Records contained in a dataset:

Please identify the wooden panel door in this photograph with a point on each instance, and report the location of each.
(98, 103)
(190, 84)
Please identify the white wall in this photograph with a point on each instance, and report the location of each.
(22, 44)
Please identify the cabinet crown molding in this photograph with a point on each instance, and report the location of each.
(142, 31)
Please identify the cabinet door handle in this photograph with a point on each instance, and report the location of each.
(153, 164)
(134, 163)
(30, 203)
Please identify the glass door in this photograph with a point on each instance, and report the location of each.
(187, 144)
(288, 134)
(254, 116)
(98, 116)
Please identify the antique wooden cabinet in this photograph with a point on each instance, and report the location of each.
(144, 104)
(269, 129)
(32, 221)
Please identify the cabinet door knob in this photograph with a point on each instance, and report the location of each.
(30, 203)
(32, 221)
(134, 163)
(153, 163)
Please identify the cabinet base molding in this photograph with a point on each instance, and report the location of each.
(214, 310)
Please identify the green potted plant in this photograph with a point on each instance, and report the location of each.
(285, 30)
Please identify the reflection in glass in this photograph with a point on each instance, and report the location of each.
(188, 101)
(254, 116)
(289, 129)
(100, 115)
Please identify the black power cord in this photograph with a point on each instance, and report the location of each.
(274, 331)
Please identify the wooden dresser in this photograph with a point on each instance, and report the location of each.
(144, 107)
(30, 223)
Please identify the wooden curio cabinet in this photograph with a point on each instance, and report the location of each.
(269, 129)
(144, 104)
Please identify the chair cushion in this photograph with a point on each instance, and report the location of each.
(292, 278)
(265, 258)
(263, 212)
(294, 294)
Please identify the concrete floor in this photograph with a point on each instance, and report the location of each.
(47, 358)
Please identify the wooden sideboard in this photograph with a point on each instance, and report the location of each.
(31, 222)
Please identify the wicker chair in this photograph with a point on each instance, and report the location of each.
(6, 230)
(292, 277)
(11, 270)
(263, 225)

### What the task asks
Exactly as given, repeat each line above.

### Answer space
Please identify the wooden panel door in this photograph with a point on each instance, and report the location of each.
(98, 103)
(190, 84)
Please identify the white wall in this photograph with a point on each instance, and report the location of each.
(22, 44)
Please identify the cabinet crown molding in this photograph with a point on each instance, and report the location of each.
(142, 31)
Please identify the cabinet door handle in this photograph with a point on each instance, and report the location of each.
(153, 164)
(134, 163)
(30, 203)
Please identify the glass door in this photograph with a point on each instance, and report the location of each.
(187, 144)
(288, 134)
(254, 116)
(98, 116)
Please identify the antique wooden cabinet in this photograph with a point on each instance, and report the location of each.
(144, 104)
(269, 129)
(32, 221)
Please identify the cabinet door knob in this photograph with a point on each instance, and report the location of each.
(30, 203)
(32, 221)
(134, 163)
(153, 163)
Please identify the cabinet base molding in this photograph with a point on each instance, and report the location of each.
(214, 310)
Please identify the green potted plant in this photograph with a point on each instance, and report the location of each.
(285, 30)
Please identify the reflection in glass in this photograph with a point on each instance, and report the location of each.
(188, 101)
(254, 116)
(289, 129)
(100, 115)
Please identify the black power cord in this photograph with a point on each instance, and report the location of each.
(274, 331)
Please identify the wooden dresser in this photograph with a point on each instance, and report the location of each.
(144, 107)
(30, 223)
Please identify the wooden curio cabinet in this photograph with a point on each instance, and report the location of each.
(269, 129)
(144, 104)
Please identify the chair cushion in this photograph with a point on each instance, and report the location of each.
(292, 278)
(265, 258)
(263, 212)
(294, 294)
Please identify the concrete floor in this photograph with a point on each instance, and report the location of each.
(47, 358)
Please identify the wooden sideboard in this photograph with a point on each instance, and report the location of each.
(31, 222)
Please identify the wicker chair in this photograph with a point on each instance, and report the location of each.
(6, 230)
(292, 277)
(11, 270)
(263, 225)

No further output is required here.